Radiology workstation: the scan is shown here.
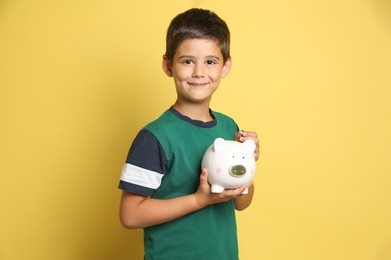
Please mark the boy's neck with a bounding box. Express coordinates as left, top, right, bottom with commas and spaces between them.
173, 101, 213, 122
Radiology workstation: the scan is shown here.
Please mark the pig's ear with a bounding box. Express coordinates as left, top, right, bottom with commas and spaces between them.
243, 140, 255, 152
213, 138, 225, 152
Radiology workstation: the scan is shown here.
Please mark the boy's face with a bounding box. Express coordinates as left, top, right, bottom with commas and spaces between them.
163, 39, 231, 104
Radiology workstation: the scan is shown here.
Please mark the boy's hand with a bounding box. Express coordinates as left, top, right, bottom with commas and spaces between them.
195, 169, 251, 207
235, 130, 260, 161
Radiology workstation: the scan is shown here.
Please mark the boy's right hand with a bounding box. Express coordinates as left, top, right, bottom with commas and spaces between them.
195, 169, 247, 207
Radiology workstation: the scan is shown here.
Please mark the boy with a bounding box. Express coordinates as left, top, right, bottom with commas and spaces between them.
119, 9, 259, 260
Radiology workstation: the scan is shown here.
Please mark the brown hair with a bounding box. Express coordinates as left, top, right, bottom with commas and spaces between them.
165, 8, 230, 63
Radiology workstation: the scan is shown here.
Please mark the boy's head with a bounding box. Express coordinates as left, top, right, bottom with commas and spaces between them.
165, 8, 230, 63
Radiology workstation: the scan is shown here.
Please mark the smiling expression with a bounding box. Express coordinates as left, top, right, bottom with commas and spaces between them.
163, 39, 231, 105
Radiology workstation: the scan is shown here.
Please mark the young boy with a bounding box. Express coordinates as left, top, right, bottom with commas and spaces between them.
119, 9, 259, 260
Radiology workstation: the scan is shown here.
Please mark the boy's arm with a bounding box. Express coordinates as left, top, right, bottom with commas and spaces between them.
120, 169, 250, 229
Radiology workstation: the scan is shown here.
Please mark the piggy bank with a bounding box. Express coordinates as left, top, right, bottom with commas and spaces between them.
201, 138, 255, 194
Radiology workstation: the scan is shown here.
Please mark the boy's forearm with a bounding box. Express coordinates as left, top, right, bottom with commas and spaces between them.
120, 194, 206, 229
235, 184, 255, 211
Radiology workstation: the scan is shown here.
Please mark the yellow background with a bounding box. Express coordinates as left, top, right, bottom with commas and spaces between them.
0, 0, 391, 260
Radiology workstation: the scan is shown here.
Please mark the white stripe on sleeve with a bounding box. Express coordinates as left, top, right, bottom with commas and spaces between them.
121, 163, 163, 190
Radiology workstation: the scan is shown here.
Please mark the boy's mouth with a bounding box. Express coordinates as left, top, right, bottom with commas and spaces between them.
188, 82, 208, 87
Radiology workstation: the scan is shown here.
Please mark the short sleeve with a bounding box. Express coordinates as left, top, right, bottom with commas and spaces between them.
118, 129, 168, 196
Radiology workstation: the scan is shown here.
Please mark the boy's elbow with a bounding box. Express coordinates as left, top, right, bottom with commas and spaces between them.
120, 215, 142, 229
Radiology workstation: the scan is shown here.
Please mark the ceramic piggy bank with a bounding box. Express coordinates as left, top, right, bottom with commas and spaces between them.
201, 138, 255, 194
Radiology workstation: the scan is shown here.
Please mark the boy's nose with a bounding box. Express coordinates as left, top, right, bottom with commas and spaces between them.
192, 64, 205, 78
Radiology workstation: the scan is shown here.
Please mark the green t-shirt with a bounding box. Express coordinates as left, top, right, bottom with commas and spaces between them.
121, 108, 238, 260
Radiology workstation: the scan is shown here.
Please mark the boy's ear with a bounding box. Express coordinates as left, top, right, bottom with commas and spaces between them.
162, 55, 172, 77
221, 58, 232, 78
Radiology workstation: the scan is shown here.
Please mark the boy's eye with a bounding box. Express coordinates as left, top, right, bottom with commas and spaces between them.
182, 60, 193, 65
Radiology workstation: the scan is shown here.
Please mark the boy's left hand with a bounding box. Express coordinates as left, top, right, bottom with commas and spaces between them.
235, 130, 260, 161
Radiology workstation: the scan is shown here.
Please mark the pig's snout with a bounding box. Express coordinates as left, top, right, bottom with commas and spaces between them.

• • • • • • •

**PROBLEM DETAILS:**
Identify each line in the entries above that contains the string "hand" and copy every such line in full. Treat the match as case-sensitive.

**RESULT OF THE EXERCISE:**
Please mark the boy's hand with a bounding box. Express coordinates as left, top, right, bottom with commas and spaces between them.
Please mark the boy's right hand with a bounding box. Express coordinates as left, top, right, bottom with commas and spaces between them.
Please mark the boy's left hand with a bounding box. Express coordinates as left, top, right, bottom with commas and spaces between them.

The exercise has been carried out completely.